Document section
An analytical study is presented on the thermomechanical response of steel moment-frame beam-columns connections during post-earthquake fire exposure, considering the residual post-earthquake stress/strain field in the damaged assembly, the fragility of spray-applied fire-resistive material (SFRM) in moment-frame beam hinge regions, and the thermal degradation and distortion of heat-affected steel. The impact of temperature-induced moment-frame connection softening on global (building) response during post-earthquake fire exposure is investigated in order to addresses the potential vulnerability for sidesway instability.
A case study is developed for a ten-story steel moment-frame test structure, representative of a typical office building located near coastal California. Forty-four nonlinear multi-degree-of-freedom dynamic response analyses are performed to characterize force and deformation demands in the test structure, and anticipated damage to SFRM insulation, for the maximum considered seismic hazard. A high-fidelity thermomechanical submodel is developed for a representative moment-frame beam-column assembly in the test structure to track transient heat flow and moment-rotation response during two compartment fire simulations. The moment-rotation response data from the submodel analyses is then used to calibrate computationally efficient moment-frame beam-column connection models for numerical simulation of global sidesway response during post-earthquake fire exposure. The global response simulations utilize a multi-step procedure to develop the post-earthquake damaged state of the building, and to model the subsequent thermal degradation of the structural system during fire exposure.

Dataset records
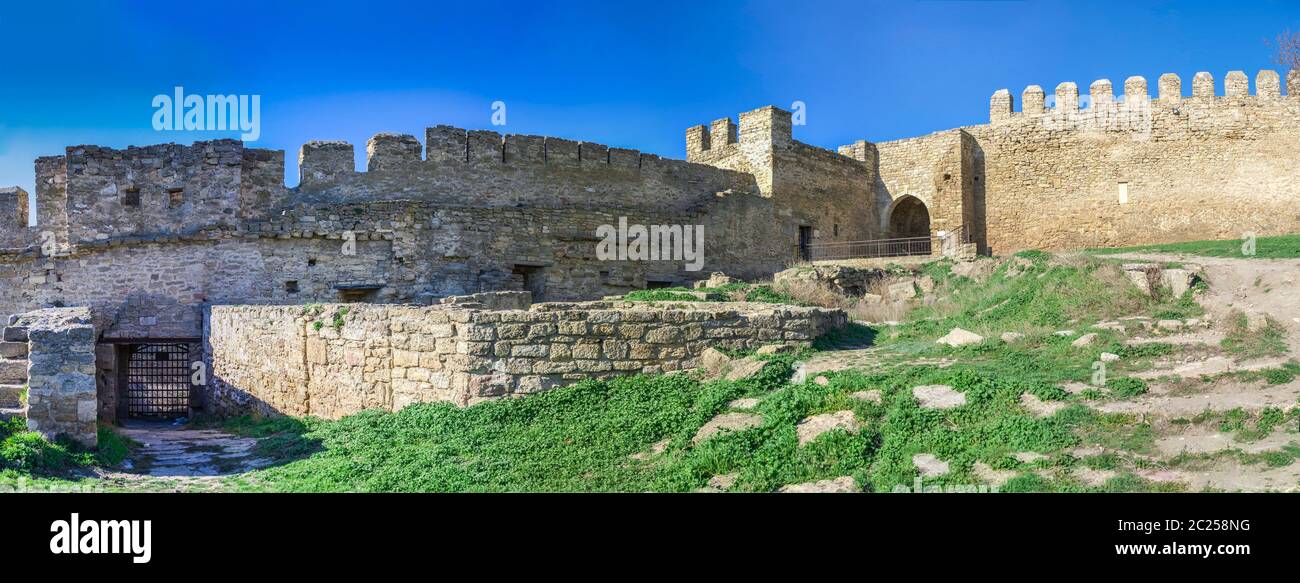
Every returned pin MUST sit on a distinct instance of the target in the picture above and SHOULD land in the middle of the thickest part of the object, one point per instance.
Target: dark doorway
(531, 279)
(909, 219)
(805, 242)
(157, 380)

---

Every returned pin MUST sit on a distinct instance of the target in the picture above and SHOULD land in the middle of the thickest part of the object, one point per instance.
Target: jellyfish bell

---

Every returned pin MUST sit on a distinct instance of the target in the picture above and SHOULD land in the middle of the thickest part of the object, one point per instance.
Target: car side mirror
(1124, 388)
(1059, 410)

Required actions
[1] Determine whether each of the following statements agrees with the post-earthquake fire study, and for each, answer yes or no, quoting the deciding words of the study exactly. (a) The case study concerns a ten-story steel moment-frame test structure. (b) Forty-four linear single-degree-of-freedom analyses are performed to characterize demands in the test structure. (c) The thermomechanical submodel tracks response during three compartment fire simulations.
[2] Output the part of the post-earthquake fire study that opens with the words containing "An analytical study" and closes with "for sidesway instability.".
[3] Go on with the post-earthquake fire study from where it stops.

Responses per task
[1]
(a) Yes: "A case study is developed for a ten-story steel moment-frame test structure"
(b) No: "Forty-four nonlinear multi-degree-of-freedom dynamic response analyses are performed"
(c) No: "to track transient heat flow and moment-rotation response during two compartment fire simulations"

[2]
An analytical study is presented on the thermomechanical response of steel moment-frame beam-columns connections during post-earthquake fire exposure, considering the residual post-earthquake stress/strain field in the damaged assembly, the fragility of spray-applied fire-resistive material (SFRM) in moment-frame beam hinge regions, and the thermal degradation and distortion of heat-affected steel. The impact of temperature-induced moment-frame connection softening on global (building) response during post-earthquake fire exposure is investigated in order to addresses the potential vulnerability for sidesway instability.

[3]
Six conceptual post-earthquake fire scenarios are investigated in order to provide insight into behavioral response, and to develop representative case studies for evaluating the efficacy of current building code provisions for the multi-hazard scenario. Parametric sensitivity analyses are utilized to identify potential vulnerabilities related to the extent of thermal degradation in the heat-affected beam hinge regions, as well as temperature-induced softening of the moment-frame columns.
Earthquake-induced spalling of SFRM insulation in moment-frame beam hinge regions is shown to significantly increase heat penetration in the vicinity of the damage sites, leading to considerable thermal degradation of the heat-affected steel and softening of moment-rotation response for the beam-column assembly. Secant rotational stiffness and flexural capacity for the moment-frame beam-column assembly investigated in the study were reduced by 20-50% and 20-30%, respectively. The extent of mechanical restraint against thermal expansion, provided by the adjoining structure, was shown to have a significant effect on the deformation response of the beam-column assembly under the action of the residual post-earthquake force system.
The ten-story steel moment-frame test structure investigated in the study remained stable during the post-earthquake fire simulations with only small fluctuations in lateral displacement. This was attributed to the robust moment-frame design, which was driven by stringent drift control requirements for seismic loading, as well as the considerable rotational stiffness retained in the heat-affected beam hinge regions. The extent of thermal degradation in moment-frame beam hinge regions and moment-frame columns was shown to have a significant effect on drift response in the building during post-earthquake fire exposure, particularly for the case of a multi-floor fire scenario where loss of rotational restraint along successive floors effectively elongates the story height in the sidesway frame.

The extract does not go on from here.